▶ Required work
Render the part of the data that opens with the line containing "segment the textured concrete surface" and closes with the line containing "M 321 209 L", both included, as a JSON list of strings with one string per line and blank lines left out.

▶ Available records
# # # # # # #

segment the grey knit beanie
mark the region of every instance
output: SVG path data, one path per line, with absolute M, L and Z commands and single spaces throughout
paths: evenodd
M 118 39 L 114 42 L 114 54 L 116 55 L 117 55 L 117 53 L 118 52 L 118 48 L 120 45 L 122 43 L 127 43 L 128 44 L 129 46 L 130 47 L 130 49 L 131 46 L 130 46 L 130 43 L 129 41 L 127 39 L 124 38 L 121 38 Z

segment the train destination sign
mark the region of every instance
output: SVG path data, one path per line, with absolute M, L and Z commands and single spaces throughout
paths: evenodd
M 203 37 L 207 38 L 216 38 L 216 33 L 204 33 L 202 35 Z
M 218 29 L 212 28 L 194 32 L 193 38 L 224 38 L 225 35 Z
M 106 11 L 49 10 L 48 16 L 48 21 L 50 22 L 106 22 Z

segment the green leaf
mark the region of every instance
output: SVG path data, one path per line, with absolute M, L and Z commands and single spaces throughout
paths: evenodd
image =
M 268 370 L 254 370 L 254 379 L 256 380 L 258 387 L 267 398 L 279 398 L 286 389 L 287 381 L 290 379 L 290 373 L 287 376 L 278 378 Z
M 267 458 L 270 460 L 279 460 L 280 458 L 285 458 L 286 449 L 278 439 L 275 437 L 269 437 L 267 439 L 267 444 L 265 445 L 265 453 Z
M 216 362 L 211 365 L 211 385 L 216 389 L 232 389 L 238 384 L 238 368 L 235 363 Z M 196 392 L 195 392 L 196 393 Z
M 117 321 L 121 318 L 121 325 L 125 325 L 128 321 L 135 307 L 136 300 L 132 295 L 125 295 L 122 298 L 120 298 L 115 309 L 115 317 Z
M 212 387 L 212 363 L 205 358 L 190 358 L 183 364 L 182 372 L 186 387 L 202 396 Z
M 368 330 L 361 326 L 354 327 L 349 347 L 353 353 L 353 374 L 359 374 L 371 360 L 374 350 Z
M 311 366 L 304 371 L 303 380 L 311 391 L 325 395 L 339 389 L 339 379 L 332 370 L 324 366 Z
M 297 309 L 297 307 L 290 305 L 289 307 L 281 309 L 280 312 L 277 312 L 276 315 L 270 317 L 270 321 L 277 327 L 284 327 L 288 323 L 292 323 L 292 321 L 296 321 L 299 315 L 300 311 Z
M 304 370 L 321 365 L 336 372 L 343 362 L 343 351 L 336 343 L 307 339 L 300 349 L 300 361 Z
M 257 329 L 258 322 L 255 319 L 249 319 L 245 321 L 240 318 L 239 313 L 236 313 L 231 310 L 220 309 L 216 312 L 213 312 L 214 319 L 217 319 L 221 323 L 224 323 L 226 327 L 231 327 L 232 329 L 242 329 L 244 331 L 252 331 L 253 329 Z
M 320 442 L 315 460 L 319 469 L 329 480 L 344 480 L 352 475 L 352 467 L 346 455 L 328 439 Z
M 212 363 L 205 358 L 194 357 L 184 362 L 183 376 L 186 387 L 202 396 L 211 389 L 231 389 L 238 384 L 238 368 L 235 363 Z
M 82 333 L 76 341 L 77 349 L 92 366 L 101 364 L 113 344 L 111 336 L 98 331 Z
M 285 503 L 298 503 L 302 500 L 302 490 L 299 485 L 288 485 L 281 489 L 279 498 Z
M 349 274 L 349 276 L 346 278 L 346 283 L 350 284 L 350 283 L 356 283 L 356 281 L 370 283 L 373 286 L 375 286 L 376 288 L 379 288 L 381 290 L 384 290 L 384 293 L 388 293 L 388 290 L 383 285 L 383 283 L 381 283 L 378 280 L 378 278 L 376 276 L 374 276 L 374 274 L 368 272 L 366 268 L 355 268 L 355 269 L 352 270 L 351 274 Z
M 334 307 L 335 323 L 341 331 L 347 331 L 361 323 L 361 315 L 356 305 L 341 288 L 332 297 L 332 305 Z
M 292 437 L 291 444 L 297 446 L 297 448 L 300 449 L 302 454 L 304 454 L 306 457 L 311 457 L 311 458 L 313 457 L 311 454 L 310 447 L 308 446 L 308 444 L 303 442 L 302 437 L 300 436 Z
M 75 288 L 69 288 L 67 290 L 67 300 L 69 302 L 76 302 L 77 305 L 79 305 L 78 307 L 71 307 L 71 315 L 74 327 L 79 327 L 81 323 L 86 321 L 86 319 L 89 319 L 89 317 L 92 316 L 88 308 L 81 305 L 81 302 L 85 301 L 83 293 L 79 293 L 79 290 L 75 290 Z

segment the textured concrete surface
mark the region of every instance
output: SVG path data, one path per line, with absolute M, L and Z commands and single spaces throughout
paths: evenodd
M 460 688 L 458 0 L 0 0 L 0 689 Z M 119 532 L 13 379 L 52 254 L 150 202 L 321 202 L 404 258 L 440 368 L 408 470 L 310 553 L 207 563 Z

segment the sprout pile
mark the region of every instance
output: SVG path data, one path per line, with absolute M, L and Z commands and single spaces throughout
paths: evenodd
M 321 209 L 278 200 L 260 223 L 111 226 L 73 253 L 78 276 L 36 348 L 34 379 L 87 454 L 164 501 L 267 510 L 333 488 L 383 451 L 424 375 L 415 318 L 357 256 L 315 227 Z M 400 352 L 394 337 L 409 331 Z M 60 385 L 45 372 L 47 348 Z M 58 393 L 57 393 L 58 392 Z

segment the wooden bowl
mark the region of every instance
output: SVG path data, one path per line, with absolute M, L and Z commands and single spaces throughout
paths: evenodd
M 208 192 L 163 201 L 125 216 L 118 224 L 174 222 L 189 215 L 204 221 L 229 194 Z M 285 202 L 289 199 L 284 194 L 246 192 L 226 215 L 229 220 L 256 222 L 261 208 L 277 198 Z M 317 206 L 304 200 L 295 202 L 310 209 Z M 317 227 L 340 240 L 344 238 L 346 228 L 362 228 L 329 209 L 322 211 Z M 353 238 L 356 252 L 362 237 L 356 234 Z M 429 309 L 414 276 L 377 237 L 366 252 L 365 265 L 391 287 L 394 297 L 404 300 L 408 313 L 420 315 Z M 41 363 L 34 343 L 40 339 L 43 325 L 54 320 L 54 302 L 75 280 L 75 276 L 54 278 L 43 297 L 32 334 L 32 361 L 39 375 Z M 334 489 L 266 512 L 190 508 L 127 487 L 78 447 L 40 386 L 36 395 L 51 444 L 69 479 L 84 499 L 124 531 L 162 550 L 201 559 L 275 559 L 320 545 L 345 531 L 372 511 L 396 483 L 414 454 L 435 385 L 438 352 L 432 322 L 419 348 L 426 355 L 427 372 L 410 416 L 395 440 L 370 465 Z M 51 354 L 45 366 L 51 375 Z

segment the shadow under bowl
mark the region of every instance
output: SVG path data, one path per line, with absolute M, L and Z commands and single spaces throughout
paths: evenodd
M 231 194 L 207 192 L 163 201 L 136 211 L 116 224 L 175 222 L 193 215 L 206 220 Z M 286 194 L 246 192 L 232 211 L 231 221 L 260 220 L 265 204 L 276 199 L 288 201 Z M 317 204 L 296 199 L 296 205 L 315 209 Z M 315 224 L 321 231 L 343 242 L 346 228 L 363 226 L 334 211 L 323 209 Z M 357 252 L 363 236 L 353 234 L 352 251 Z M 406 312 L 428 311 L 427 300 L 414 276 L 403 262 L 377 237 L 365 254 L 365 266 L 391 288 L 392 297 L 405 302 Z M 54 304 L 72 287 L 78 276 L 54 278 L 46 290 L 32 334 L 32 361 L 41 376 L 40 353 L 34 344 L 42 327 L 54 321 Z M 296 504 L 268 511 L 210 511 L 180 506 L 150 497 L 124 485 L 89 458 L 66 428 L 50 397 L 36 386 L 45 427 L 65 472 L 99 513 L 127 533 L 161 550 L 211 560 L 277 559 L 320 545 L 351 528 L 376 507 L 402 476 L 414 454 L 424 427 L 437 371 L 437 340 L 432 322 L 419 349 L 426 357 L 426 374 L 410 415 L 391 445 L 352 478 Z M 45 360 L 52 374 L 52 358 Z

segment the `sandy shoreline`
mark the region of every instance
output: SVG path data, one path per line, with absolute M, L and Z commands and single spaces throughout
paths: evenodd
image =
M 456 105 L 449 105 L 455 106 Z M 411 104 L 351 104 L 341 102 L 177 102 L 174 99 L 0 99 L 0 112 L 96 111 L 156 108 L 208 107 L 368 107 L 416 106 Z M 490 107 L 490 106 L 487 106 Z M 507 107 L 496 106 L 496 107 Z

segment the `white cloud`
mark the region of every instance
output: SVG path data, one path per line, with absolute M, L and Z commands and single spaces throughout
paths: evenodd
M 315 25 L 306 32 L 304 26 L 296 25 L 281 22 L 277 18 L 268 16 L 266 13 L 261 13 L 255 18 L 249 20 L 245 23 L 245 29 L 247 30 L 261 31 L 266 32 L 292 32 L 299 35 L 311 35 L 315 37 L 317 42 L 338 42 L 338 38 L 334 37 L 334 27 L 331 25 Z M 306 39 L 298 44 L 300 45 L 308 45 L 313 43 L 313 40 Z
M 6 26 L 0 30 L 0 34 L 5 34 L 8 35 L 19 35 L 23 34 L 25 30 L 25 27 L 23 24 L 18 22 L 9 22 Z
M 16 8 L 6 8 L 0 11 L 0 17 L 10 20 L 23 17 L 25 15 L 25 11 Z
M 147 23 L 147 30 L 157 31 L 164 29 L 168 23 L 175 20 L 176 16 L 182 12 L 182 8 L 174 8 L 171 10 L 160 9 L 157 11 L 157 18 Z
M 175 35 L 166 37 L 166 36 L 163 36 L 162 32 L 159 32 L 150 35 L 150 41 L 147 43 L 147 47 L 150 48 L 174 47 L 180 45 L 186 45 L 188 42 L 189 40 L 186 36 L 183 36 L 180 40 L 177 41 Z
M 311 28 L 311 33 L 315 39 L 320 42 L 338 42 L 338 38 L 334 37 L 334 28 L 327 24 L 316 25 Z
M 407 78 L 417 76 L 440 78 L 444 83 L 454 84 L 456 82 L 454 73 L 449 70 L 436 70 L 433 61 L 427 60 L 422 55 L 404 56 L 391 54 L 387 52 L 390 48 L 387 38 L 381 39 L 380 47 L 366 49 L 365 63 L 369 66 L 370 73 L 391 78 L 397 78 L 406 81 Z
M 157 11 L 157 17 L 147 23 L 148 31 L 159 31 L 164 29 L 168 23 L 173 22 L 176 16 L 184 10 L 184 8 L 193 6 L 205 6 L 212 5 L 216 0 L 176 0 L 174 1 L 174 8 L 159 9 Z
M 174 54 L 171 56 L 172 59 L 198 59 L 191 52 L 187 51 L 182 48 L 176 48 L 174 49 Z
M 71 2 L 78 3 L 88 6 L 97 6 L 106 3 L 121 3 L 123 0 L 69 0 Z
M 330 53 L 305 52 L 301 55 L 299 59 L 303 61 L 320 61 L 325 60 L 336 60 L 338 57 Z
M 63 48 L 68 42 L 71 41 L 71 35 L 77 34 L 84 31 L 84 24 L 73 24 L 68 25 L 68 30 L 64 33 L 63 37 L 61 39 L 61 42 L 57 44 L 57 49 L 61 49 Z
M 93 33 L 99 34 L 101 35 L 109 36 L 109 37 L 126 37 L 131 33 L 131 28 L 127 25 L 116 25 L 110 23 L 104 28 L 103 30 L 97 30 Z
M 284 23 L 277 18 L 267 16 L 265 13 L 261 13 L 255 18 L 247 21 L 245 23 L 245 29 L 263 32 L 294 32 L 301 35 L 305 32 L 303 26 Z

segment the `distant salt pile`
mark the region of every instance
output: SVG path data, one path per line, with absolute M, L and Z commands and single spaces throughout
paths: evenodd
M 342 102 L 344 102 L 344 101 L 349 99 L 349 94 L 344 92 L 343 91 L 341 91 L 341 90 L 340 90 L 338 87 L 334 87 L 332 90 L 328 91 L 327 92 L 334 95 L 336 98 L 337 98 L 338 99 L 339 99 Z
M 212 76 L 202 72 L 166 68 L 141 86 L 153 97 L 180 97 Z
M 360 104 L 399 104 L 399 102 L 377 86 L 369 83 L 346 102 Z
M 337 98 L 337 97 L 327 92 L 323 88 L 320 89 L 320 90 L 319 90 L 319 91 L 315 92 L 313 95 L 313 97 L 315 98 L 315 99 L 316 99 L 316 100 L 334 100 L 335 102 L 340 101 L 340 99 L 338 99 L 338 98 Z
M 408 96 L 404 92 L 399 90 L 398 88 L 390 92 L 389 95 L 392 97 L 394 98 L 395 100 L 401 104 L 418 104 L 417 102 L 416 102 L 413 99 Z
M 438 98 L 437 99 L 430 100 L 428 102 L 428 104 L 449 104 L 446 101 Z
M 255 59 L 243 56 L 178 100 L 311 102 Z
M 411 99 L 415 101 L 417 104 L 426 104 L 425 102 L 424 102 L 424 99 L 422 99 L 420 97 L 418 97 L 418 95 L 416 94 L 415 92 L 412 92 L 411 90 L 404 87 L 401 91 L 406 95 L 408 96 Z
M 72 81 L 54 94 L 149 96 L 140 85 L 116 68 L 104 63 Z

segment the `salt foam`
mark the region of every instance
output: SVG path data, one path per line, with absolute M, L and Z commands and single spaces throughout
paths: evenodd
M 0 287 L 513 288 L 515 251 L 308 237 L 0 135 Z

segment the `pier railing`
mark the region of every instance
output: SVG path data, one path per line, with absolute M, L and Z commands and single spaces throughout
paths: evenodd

# # # # # # #

▶ Response below
[
  "segment the textured concrete surface",
  "mark the region of every instance",
  "output: SVG path data, one path per line, with absolute M, L and Z commands and single spaces throughout",
  "paths: evenodd",
  "M 460 688 L 458 0 L 0 0 L 0 689 Z M 119 532 L 13 379 L 52 254 L 150 202 L 321 202 L 404 258 L 440 368 L 408 470 L 310 553 L 207 563 Z",
  "segment the sprout pile",
  "mark the region of every instance",
  "output: SVG path data, one path per line, with absolute M, L and Z commands and single spaces throughout",
  "paths: evenodd",
  "M 321 209 L 278 200 L 260 223 L 111 226 L 73 253 L 78 276 L 36 348 L 34 379 L 87 454 L 164 501 L 267 510 L 333 488 L 383 451 L 424 375 L 415 318 L 357 256 L 315 227 Z M 400 352 L 394 337 L 409 331 Z M 60 385 L 45 372 L 47 348 Z M 58 393 L 57 393 L 58 392 Z"
]